• _Request_:
Can you arrange the lines of the data below, from the line containing "of the alamy" through the end of the data, as a numbered list with blank lines left out?

----- Task material -----

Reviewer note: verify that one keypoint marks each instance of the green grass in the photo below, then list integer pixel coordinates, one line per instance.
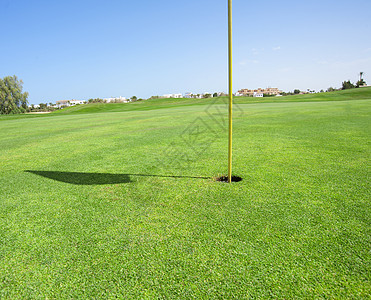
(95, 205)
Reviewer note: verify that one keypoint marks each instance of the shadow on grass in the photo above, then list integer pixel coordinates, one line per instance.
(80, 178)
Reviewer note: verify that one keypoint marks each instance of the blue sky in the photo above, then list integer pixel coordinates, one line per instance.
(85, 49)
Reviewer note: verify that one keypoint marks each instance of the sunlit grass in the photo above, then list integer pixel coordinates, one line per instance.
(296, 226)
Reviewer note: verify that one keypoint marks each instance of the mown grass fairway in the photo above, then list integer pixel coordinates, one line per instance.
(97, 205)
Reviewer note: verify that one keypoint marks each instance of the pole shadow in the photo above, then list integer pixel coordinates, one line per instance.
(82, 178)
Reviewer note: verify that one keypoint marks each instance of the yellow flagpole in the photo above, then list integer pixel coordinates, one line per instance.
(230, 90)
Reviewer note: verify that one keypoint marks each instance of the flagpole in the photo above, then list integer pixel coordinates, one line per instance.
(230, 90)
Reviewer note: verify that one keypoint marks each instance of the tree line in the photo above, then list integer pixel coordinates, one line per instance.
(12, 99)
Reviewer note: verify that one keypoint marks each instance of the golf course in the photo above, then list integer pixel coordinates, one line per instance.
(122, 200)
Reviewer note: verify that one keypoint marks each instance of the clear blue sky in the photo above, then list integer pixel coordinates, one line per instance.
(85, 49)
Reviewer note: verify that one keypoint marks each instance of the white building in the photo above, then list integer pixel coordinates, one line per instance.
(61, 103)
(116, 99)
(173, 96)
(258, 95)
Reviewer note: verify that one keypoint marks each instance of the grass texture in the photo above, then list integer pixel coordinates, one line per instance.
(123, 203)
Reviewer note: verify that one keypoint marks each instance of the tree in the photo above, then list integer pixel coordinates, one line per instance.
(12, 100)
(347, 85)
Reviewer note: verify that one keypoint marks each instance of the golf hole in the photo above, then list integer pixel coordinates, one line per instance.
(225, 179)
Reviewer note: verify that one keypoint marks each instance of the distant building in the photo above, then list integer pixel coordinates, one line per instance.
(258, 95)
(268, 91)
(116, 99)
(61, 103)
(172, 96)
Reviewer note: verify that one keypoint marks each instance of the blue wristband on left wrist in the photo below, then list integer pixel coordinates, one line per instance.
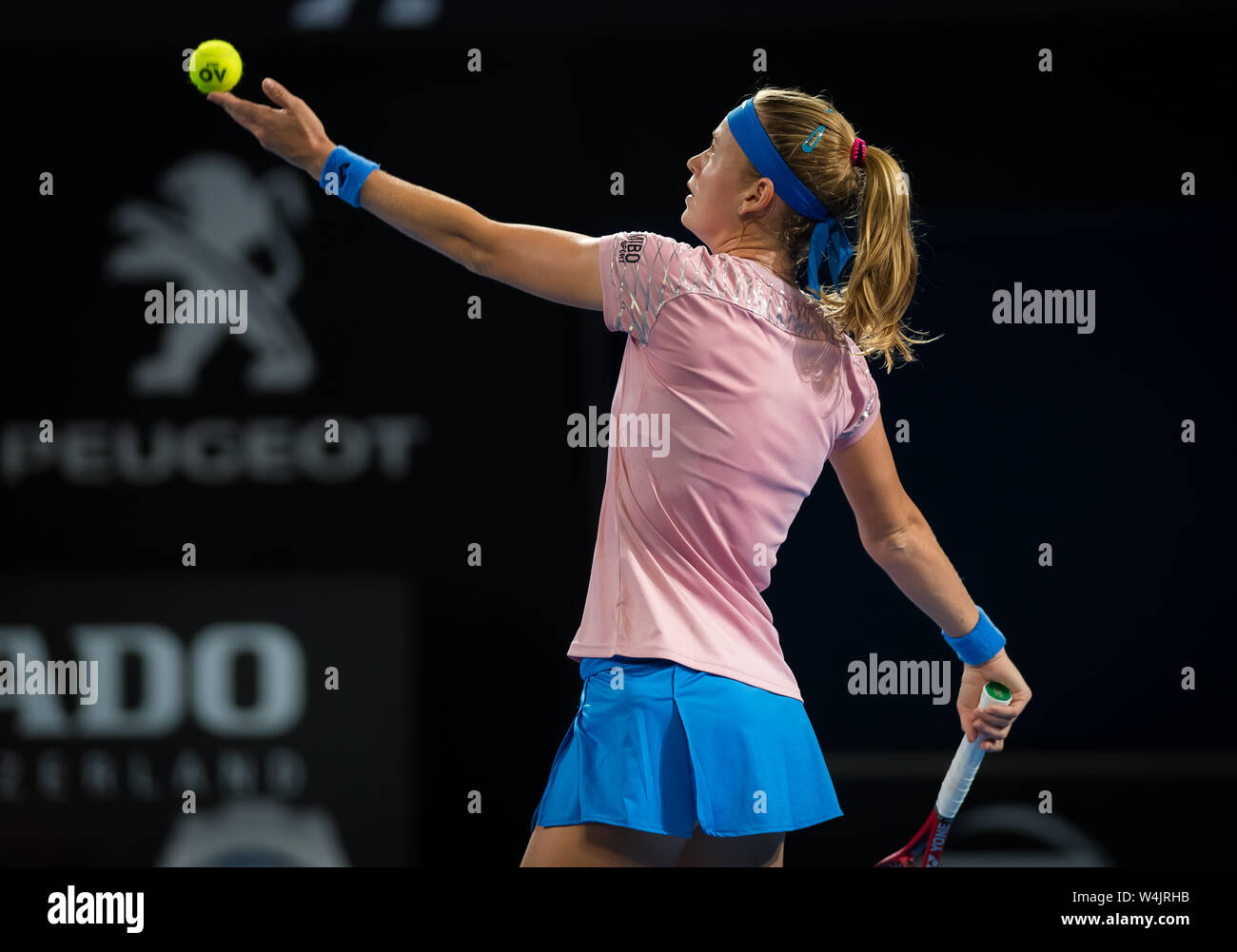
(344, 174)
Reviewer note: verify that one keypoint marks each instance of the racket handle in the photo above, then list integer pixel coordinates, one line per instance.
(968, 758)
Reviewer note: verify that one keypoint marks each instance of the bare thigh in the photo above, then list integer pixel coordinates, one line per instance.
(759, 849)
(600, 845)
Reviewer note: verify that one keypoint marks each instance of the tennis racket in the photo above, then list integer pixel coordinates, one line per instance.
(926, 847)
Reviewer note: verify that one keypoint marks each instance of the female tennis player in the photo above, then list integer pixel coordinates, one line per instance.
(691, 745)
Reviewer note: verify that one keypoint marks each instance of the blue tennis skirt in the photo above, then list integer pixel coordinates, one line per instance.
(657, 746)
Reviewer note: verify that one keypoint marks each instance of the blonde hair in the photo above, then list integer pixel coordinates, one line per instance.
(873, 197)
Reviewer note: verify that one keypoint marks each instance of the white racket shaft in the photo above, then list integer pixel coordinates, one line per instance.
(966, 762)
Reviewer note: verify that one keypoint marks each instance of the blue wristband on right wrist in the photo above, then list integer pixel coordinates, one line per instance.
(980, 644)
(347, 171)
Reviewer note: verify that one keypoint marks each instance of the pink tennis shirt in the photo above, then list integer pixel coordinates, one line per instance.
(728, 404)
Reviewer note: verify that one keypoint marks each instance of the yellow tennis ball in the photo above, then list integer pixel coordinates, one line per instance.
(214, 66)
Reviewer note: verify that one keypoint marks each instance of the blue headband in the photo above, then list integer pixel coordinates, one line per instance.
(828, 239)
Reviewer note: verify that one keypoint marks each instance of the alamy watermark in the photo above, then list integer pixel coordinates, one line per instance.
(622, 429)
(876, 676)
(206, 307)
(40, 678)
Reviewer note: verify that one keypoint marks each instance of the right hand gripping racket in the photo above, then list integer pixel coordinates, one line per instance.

-----

• _Task result_:
1. Reviewer note: verify that one keypoint marks each instance of the alamy watermark in the photo above, then list integer pixel coordinates, one line per instance.
2. (622, 429)
3. (876, 676)
4. (206, 307)
5. (40, 678)
6. Reviewer note: verify that one keypoint marks each instance of the right hand gripping racket in the photo above, then list integer pixel coordinates, one line per instance.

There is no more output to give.